>> Start EXTRACT

Follow-up: can we use another binary search in finding the inf(num) in X[i+1:j+1] ?
    Time complexity: O(lg n * m) worse than O(m + n)
    
Compare with method #1:
    O(lg(MAX - MIN) * (m + n)) vs O(m + k * lgm)
def kth_smallest_3(matrix, k):
    """
    Notice:
        1. we can count num of element le than num by scanning from the top right corner to the bottom left corner
    """
    m, n = len(matrix), len(matrix[0])

    def count_num_le(num):
        cnt = 0
        row_idx, col_idx = 0, n - 1  # start from row 0
        while col_idx >= 0 and row_idx < m:
            if matrix[row_idx][col_idx] <= num:
                cnt += col_idx + 1
                row_idx += 1
            else:
                col_idx -= 1
        return cnt

    left, right = matrix[0][0], matrix[m - 1][n - 1]
    while left < right - 1:
        mid = left + (right - left >> 1)
        cnt = count_num_le(mid)
        if cnt < k:
            left = mid + 1
        else:
            right = mid

    return left if count_num_le(left) >= k else right

Variant #3 (Leetcode #4) Find medium in two sorted array

What if m == 2? Find the medium, assume arr1 has n1 elements, arr2 has n2 elements and n = n1 + n2. 

Method #7: Medium Cut

Method #7: 
    Consider the definition of medium: a number that can separate the array into two equal half of size n // 2
    
    Let's say a cut i is a number between 0 to n1 that separate arr1 into two parts: LEFT = arr1[0 ~ (i - 1)] and 
RIGHT = arr1[i ~ (n1- 1)]. Let j = n // 2 - i. We can now add j more element from arr2 into LEFT s.t. LEFT is the 
combination of arr1[0 ~ (i - 1)] and arr2[0 ~ (j - 1)] where the size(LEFT) = i + j = i + n // 2 - 1 = n // 2.
    
                      LEFT             RIGHT
        arr1      0 ~ (i - 1)   |   i ~ (n1 - 1)
        arr2      0 ~ (j - 1)   |   j ~ (n2 - 1)
    
    Notice the range of i can be 0 to n1, range of j can be 0 to n2. The difference between size(LEFT) and size(
RIGHT) is at most 1 (when n is odd).

>> End EXTRACT

**WRITTEN TASK 1**
In the algorithm notes, which way does the scan in kth_smallest_3 move across the matrix to count the numbers less than or equal to a value?
**WRITTEN TASK 2**
Carry on the algorithm notes on finding the median of two sorted arrays, picking up right after their last sentence.
The records that come next are from a different source than the algorithm notes.

>> Start SUPPLIED ENTRIES

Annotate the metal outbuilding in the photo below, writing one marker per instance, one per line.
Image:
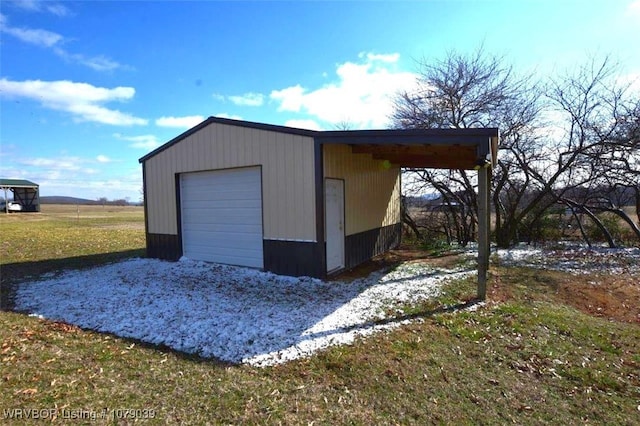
(25, 192)
(295, 201)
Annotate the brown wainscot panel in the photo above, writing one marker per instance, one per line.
(294, 258)
(363, 246)
(164, 246)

>> End SUPPLIED ENTRIES

**ANSWER 1**
It goes from the top right corner to the bottom left corner.

**ANSWER 2**
    
    For a given cut i, i is a valid cut if 0 <= j <= n2. j < 0 or j > n2 means for cut i there is no ways for us to 
add j elements form arr2 to make two equal parts.
    
    A valid cut is a medium cut if and only if max(LEFT) <= min(RIGHT), i.e. arr1[i - 1] <= arr2[j] 
and arr2[j - 1] <= arr1[i]. 
    
    Then the problem becomes finding a valid cut within range [0, n1] s.t. this cut is a medium cut. We can use 
binary search to find such cut.
    
    For any valid cut i, compare arr1[i-1] vs arr2[j] and arr2[j-1] vs arr1[i]
        1. if arr1[i-1] <= arr2[j] and arr2[j-1] <= arr1[i]:
            we found the medium
        2. if j < 0 or arr1[i-1] > arr2[j]:
            move i to the left
        3. if j > n2 or arr2[j-1] > arr1[i]:
            move i to the right
    Notice when we want to compare the value, we need to make sure that their index is valid. Special cases are when 
i = 0, i = n1, j = 0 and j = n2.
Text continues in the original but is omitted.